▶ WORK ORDER: Down to the final line, write out the material beneath exactly, without pictures.

▶ SUPPLIED ENTRIES:
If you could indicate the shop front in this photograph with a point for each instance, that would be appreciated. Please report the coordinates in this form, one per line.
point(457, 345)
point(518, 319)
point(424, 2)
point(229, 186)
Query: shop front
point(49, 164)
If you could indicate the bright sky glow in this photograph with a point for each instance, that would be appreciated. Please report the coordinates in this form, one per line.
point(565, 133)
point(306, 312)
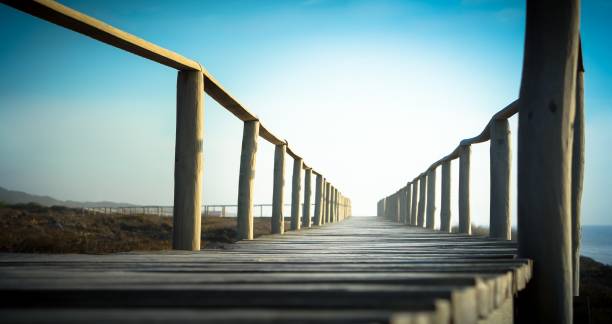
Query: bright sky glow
point(368, 92)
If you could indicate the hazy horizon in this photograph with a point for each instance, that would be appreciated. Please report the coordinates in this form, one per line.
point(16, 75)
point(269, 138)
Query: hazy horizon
point(369, 93)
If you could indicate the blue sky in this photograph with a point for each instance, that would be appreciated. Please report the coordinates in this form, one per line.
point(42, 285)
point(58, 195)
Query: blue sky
point(368, 92)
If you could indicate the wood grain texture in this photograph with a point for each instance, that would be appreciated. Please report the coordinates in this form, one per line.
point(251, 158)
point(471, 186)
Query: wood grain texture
point(246, 179)
point(364, 269)
point(188, 161)
point(545, 143)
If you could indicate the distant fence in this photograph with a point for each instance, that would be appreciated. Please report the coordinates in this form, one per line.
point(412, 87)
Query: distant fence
point(193, 81)
point(260, 210)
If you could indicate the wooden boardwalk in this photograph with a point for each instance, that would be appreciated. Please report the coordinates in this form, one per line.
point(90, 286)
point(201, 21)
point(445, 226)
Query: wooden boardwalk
point(362, 270)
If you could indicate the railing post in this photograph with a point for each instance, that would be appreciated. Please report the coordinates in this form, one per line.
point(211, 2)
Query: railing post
point(465, 225)
point(403, 205)
point(414, 204)
point(445, 214)
point(327, 201)
point(334, 213)
point(278, 220)
point(431, 199)
point(296, 188)
point(577, 172)
point(397, 216)
point(324, 202)
point(421, 216)
point(248, 159)
point(408, 197)
point(500, 157)
point(306, 214)
point(545, 142)
point(318, 200)
point(188, 163)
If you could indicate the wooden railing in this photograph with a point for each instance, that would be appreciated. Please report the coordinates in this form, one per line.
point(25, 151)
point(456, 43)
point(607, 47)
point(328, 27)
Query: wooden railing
point(221, 210)
point(403, 205)
point(193, 80)
point(550, 166)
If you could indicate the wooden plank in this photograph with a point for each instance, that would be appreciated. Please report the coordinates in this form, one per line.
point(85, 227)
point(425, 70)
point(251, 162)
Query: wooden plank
point(363, 263)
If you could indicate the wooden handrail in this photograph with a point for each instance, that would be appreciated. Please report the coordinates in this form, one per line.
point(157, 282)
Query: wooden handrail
point(484, 136)
point(188, 162)
point(74, 20)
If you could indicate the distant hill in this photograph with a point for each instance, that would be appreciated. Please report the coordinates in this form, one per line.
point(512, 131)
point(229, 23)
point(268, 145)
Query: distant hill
point(20, 197)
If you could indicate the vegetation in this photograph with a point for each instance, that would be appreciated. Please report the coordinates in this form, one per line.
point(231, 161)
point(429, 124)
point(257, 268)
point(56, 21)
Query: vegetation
point(33, 228)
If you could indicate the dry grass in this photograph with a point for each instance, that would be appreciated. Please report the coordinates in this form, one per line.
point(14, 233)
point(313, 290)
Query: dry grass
point(32, 228)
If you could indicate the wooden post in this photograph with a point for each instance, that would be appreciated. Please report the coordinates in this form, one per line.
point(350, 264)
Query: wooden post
point(278, 220)
point(323, 201)
point(445, 214)
point(465, 225)
point(413, 209)
point(500, 157)
point(296, 189)
point(248, 159)
point(188, 163)
point(577, 173)
point(431, 199)
point(402, 202)
point(318, 200)
point(545, 143)
point(327, 202)
point(408, 196)
point(332, 203)
point(306, 213)
point(334, 208)
point(421, 216)
point(397, 216)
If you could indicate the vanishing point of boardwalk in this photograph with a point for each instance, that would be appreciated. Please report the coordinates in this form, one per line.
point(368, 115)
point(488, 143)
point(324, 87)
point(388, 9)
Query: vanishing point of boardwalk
point(360, 270)
point(363, 270)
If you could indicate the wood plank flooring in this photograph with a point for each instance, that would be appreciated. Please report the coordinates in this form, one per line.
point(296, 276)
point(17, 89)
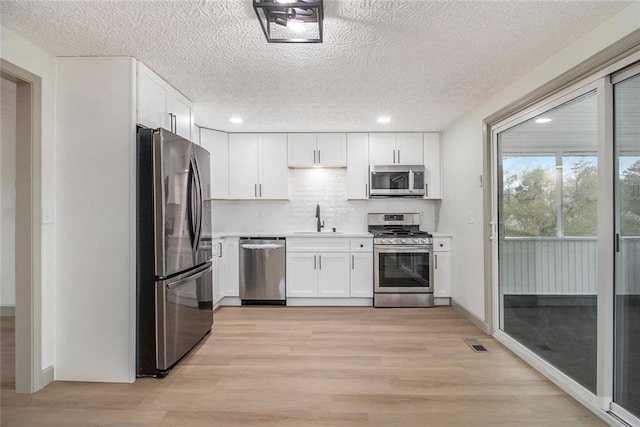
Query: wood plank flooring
point(273, 366)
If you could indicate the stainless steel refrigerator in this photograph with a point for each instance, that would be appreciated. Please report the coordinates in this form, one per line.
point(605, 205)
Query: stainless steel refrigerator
point(174, 278)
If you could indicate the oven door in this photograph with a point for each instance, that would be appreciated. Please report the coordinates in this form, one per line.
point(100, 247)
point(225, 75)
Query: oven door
point(403, 269)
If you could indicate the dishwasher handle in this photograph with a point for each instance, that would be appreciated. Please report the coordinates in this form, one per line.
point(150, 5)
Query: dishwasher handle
point(262, 246)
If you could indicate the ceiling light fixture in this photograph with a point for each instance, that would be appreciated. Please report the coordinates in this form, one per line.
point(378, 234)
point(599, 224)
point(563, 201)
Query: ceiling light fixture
point(290, 21)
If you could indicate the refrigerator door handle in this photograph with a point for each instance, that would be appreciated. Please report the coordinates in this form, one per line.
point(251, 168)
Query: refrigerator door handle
point(199, 204)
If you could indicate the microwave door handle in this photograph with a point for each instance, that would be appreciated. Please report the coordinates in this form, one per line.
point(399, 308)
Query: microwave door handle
point(411, 180)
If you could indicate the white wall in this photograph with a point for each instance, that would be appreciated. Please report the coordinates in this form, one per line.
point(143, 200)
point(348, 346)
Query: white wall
point(96, 219)
point(308, 187)
point(462, 158)
point(8, 194)
point(29, 57)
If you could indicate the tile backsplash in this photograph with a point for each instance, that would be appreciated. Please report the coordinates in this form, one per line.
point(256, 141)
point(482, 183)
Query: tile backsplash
point(308, 187)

▶ YOUR RESPONSE:
If you could indicate the shop front in this photograph with a point for each instance, that would be appreciated. Please report the coordinates in this form, one per line.
point(457, 345)
point(518, 319)
point(424, 2)
point(229, 186)
Query: shop front
point(49, 164)
If you could indicate the bright sky glow in this photograph with a point for each instance, that would be appreciated. Please report the coordinates in this form, one per line.
point(565, 133)
point(306, 312)
Query: bright sky glow
point(368, 92)
If you could indicate the hazy horizon in this photograph with a point for each instance, that would be appreciated. Please report the coordinates in this form, one per line.
point(16, 75)
point(269, 138)
Query: hazy horizon
point(369, 93)
If you could indicate the blue sky in this photograph with a point for each instance, that would be appreciated. Please report the coordinates in this form, one per line.
point(42, 285)
point(58, 195)
Query: blue sky
point(368, 92)
If you could indicate the wood grain texture in this photograph with a point for each instance, that would be appreciated. Please report the coordinates in this form, one per line.
point(251, 158)
point(471, 186)
Query: wood grain texture
point(246, 179)
point(364, 269)
point(188, 161)
point(545, 143)
If you could indicate the distant fence in this photograph with a point for each instance, that would be appreciated. Please report the coordinates in this form, one per line.
point(412, 87)
Query: distant fence
point(193, 81)
point(260, 210)
If you could indicate the wooden boardwalk in this photograph with a point for each instance, that would be appreciated. Please report the coordinates in this form, one per line.
point(90, 286)
point(201, 21)
point(445, 226)
Query: wooden boardwalk
point(362, 270)
If you could indicate the railing post in this photograph with a point for each instance, that would be appreciated. Please report the coordinates in this form, one per line.
point(211, 2)
Query: railing post
point(465, 225)
point(403, 205)
point(414, 204)
point(445, 214)
point(327, 201)
point(334, 213)
point(278, 220)
point(431, 199)
point(296, 188)
point(577, 172)
point(397, 216)
point(324, 202)
point(421, 216)
point(248, 159)
point(408, 197)
point(500, 157)
point(306, 214)
point(545, 142)
point(318, 200)
point(188, 163)
If you could indicate the wooden railing in this photograph with a point for each instance, that would be appreciated. Please report the coordinates in this form, one per line.
point(25, 151)
point(456, 43)
point(607, 47)
point(328, 27)
Query: wooden railing
point(221, 210)
point(403, 205)
point(193, 80)
point(550, 166)
If you could indicate the wooden plank in this photograph with a point for each instance, that would be appreciated. Please report the coordinates in this form, one per line.
point(85, 227)
point(425, 70)
point(251, 162)
Query: wooden plank
point(363, 263)
If you could indicate the wooden handrail in this photograph with a point for each instance, that would be appreciated. Please report the coordinates in this form, one per line.
point(157, 282)
Query: wooden handrail
point(484, 136)
point(188, 162)
point(74, 20)
If you could indicate the distant hill in this photograph with a point for each instance, that would be appreciated. Please report the coordinates in this form, one per line.
point(512, 131)
point(229, 23)
point(268, 145)
Query: distant hill
point(20, 197)
If you could indicate the vegetation in this photograph with a point for each instance, that would be appreciated. Please report the coordinates in this form, one per line.
point(231, 161)
point(429, 124)
point(257, 268)
point(56, 21)
Query: vegetation
point(33, 228)
If you could indicate the dry grass in this photograph with a point for each instance, that would be appreciated. Please report the coordinates in this form, one per line.
point(14, 233)
point(313, 290)
Query: dry grass
point(32, 228)
If you could indicate the wooden post in this photograph with a point for each instance, that would be appreciated. Please report the coordinates in this form, one per line.
point(350, 264)
Query: wooden post
point(278, 220)
point(323, 201)
point(445, 214)
point(465, 225)
point(413, 209)
point(500, 157)
point(296, 189)
point(248, 159)
point(188, 163)
point(577, 173)
point(431, 199)
point(402, 202)
point(318, 200)
point(545, 143)
point(327, 202)
point(408, 196)
point(332, 203)
point(306, 213)
point(334, 208)
point(421, 216)
point(397, 216)
If you could indicate the vanishing point of boardwalk in this photograph with a point for each instance, that would be appreciated. Please report the coordinates in this form, one per line.
point(368, 115)
point(488, 143)
point(324, 87)
point(388, 9)
Query: vanishing point of boardwalk
point(360, 270)
point(363, 270)
If you could indicate the wood plank flooring in this photograph with a point for each instance, that would be appreciated. Please report the coordinates in this form, one per line.
point(296, 276)
point(17, 89)
Query: wood plank flooring
point(273, 366)
If you could indicate the stainless steel refrigerator in this photograph with a point for each instance, that would be appreciated. Please report the coordinates in this form, one per line.
point(605, 205)
Query: stainless steel refrigerator
point(174, 278)
If you could indicate the oven door in this photograph with a point for each instance, that would be appreciated. Please report the coordinates in this form, one per line.
point(100, 247)
point(225, 75)
Query: oven door
point(403, 269)
If you could indicate the dishwasher handle in this photograph with a point for each instance, that would be appreciated. Please report the coordinates in this form, one per line.
point(150, 5)
Query: dishwasher handle
point(262, 246)
If you could indicate the ceiling light fixture in this photograph with a point for each instance, that would be appreciated. Please report the coordinates in this form, one per line.
point(378, 234)
point(599, 224)
point(563, 201)
Query: ceiling light fixture
point(290, 21)
If you could indicate the refrigerator door handle in this photograph with a point for each instance, that would be appreciated. Please report the coordinates in this form, one per line.
point(251, 168)
Query: refrigerator door handle
point(199, 204)
If you could indicate the microwave door handle in this photograph with a point for each instance, that would be appreciated. Please report the coordinates in this form, one per line.
point(399, 308)
Query: microwave door handle
point(411, 180)
If you could indicate the white wall in this photograph with a point for each instance, that would be appreciated. Please report the coordinates in this form, one per line.
point(143, 200)
point(348, 346)
Query: white wall
point(96, 219)
point(308, 187)
point(462, 158)
point(8, 194)
point(29, 57)
If you could indicate the tile backsplash in this photograph with a point for each instance, that would be appreciated. Please report the coordinates in this form, one per line.
point(256, 141)
point(482, 183)
Query: tile backsplash
point(308, 187)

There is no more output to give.